-- Textausschnitt --
┄┄┄┄┄┄
Die DGUV berichtet aus Unfallanzeigen, dass bei Reparaturarbeiten in einem Mess- und Drosselschacht der Beschäftigte eines Bauhofs tödlich an einer Schwefelwasserstoffvergiftung verunglückte. Ohne vorher Sicherungsmaßnahmen zu treffen, stieg er allein in den Schacht ein. Durch Betätigung eines Schiebers öffnete er ein „geschlossenes System“ und die tödlichen Gase wurden freigesetzt. Ein andermal fiel einem Beschäftigten die Kanalleuchte beim Aufwickeln eines Schlauches in den Kanalschacht. Eigentlich war nicht geplant, in den Schacht einzusteigen. Der Unglückliche stieg in den sauber wirkenden Schacht und konnte schon kurze Zeit später nur noch tot geborgen werden. Derartig tragische Fälle kann man als unglückliche Verkettung unglücklicher Umstände bezeichnen, es ist aber nie eine Kettenreaktion, die nicht hätte rechtzeitig unterbrochen werden können.
┄┄┄┄┄┄
-- Bereitgestellte Daten --

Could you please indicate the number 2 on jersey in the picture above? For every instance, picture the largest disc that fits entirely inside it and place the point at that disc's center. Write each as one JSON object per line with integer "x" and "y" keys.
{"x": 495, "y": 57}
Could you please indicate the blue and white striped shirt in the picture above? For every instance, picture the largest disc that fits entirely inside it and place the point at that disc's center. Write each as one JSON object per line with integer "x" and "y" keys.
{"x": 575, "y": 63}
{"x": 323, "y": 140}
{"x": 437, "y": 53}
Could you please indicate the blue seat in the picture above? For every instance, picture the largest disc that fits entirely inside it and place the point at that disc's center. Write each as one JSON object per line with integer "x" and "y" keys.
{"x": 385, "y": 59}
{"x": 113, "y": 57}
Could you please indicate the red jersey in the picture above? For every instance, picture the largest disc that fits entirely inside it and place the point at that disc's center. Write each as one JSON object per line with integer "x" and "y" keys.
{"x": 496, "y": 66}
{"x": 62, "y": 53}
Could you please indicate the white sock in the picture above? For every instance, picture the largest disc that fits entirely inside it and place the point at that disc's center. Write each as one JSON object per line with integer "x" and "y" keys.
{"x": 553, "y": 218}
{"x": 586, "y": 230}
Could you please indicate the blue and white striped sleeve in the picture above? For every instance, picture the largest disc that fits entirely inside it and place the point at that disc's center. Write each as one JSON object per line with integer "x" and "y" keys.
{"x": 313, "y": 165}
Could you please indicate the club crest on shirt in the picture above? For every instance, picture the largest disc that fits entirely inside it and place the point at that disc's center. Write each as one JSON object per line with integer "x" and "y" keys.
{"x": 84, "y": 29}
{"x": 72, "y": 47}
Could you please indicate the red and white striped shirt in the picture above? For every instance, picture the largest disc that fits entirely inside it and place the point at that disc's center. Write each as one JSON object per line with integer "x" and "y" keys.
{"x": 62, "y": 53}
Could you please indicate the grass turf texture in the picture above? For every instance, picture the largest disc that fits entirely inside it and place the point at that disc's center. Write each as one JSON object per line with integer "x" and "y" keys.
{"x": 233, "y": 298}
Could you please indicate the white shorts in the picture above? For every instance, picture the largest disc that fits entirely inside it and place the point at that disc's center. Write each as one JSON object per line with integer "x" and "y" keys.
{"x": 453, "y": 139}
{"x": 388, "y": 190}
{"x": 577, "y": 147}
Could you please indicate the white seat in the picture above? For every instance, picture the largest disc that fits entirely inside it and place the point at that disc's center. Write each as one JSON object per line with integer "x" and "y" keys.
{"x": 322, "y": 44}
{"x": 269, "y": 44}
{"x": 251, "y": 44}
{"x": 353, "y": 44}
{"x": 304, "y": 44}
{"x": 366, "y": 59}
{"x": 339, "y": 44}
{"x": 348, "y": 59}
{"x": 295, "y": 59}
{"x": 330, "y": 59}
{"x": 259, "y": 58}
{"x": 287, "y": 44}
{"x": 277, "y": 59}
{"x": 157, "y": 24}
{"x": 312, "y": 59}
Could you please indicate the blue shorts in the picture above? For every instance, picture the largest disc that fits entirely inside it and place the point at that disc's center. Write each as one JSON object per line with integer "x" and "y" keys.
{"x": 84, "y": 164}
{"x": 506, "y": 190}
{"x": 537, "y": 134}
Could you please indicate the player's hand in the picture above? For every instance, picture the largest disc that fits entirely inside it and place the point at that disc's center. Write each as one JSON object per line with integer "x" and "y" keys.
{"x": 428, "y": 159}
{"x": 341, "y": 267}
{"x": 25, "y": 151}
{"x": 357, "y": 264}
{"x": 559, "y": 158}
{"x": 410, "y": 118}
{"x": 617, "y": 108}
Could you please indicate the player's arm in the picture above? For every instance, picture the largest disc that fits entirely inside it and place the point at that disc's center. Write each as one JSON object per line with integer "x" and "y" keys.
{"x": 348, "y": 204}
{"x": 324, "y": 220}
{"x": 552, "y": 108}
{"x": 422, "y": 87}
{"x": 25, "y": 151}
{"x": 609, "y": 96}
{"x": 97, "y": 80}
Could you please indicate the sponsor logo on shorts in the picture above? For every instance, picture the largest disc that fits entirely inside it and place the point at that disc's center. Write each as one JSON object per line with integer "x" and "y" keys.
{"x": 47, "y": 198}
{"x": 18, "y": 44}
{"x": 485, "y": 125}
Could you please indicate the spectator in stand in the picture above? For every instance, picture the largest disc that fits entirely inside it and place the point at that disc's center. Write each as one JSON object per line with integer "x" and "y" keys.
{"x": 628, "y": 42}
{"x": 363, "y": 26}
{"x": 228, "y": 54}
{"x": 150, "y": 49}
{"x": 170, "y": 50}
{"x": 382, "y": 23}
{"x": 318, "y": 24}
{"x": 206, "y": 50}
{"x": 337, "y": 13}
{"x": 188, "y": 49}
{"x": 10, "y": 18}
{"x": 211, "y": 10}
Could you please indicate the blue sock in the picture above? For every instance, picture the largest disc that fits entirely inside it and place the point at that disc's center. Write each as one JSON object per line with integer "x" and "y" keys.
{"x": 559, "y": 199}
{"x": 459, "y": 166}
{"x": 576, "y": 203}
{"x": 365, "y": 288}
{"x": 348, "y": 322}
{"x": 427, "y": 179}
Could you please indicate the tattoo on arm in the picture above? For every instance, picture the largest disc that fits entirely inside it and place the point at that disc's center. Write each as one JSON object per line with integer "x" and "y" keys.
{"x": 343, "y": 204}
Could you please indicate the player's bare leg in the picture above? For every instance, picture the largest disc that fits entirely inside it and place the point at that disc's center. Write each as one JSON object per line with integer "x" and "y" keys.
┄┄┄┄┄┄
-- Aufgabe 1 --
Woran verunglückte der Beschäftigte des Bauhofs laut dem Textausschnitt tödlich?
-- Aufgabe 2 --
Gib den Textausschnitt zwischen „Die DGUV berichtet“ und „unterbrochen werden können.“ einschließlich wortgetreu wieder.
Maßgeblich ist allein der Textausschnitt.

-- Antwortfeld 1 --
An einer Schwefelwasserstoffvergiftung.

-- Antwortfeld 2 --
Die DGUV berichtet aus Unfallanzeigen, dass bei Reparaturarbeiten in einem Mess- und Drosselschacht der Beschäftigte eines Bauhofs tödlich an einer Schwefelwasserstoffvergiftung verunglückte. Ohne vorher Sicherungsmaßnahmen zu treffen, stieg er allein in den Schacht ein. Durch Betätigung eines Schiebers öffnete er ein „geschlossenes System“ und die tödlichen Gase wurden freigesetzt. Ein andermal fiel einem Beschäftigten die Kanalleuchte beim Aufwickeln eines Schlauches in den Kanalschacht. Eigentlich war nicht geplant, in den Schacht einzusteigen. Der Unglückliche stieg in den sauber wirkenden Schacht und konnte schon kurze Zeit später nur noch tot geborgen werden. Derartig tragische Fälle kann man als unglückliche Verkettung unglücklicher Umstände bezeichnen, es ist aber nie eine Kettenreaktion, die nicht hätte rechtzeitig unterbrochen werden können.